**** Stored rows ****

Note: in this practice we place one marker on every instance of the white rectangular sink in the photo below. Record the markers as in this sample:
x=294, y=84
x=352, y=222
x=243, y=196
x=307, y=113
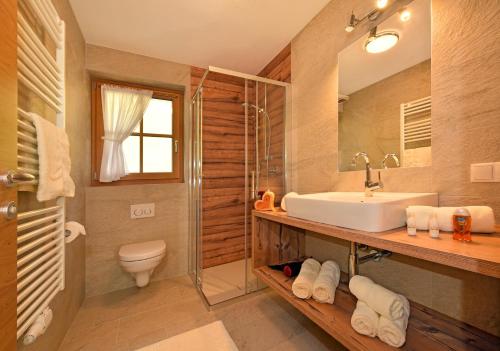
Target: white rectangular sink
x=383, y=211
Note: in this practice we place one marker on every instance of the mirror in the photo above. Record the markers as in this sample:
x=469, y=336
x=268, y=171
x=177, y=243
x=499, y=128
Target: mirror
x=384, y=96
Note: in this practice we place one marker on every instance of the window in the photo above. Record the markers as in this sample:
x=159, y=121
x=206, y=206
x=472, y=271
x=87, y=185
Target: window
x=153, y=152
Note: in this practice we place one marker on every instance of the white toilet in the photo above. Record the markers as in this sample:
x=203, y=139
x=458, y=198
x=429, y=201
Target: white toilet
x=141, y=259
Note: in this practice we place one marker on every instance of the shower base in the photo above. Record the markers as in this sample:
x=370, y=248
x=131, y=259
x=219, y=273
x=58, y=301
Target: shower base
x=227, y=281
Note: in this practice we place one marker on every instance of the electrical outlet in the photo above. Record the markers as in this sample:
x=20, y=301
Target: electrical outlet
x=142, y=210
x=485, y=172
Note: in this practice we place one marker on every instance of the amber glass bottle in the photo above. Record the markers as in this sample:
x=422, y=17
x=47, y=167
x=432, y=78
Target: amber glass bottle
x=461, y=225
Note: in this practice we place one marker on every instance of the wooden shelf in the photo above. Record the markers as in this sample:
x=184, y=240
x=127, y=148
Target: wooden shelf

****

Written request
Please copy, word for word, the stretch of the items above from the line containing "the white toilet" through the end of the items, with that first line included.

Full solution
Note: in this practice we place one marker on every instance of the white toilet in the photo above. Record the markers as in this sample:
x=203, y=139
x=458, y=198
x=429, y=201
Target: white toilet
x=141, y=259
Note: in this practice we place one marker on every instance of the shower base in the photo above. Record the markers as in this sample:
x=370, y=248
x=131, y=259
x=219, y=273
x=58, y=301
Target: shower base
x=227, y=281
Note: in this practice we place one marker on every instance of the electrical outlet in the photo above. Record the markers as in this sample:
x=20, y=301
Target: electrical outlet
x=142, y=210
x=485, y=172
Note: in this practice we place one marker on every instance of the amber glass bottle in the photo above. Record the markers as in this sample:
x=422, y=17
x=47, y=167
x=432, y=78
Target: amber glass bottle
x=461, y=225
Note: in this practice we place one marker on every instance of the wooden shelf in the photo above. Record the markers as in this sample:
x=184, y=240
x=127, y=148
Target: wooden shelf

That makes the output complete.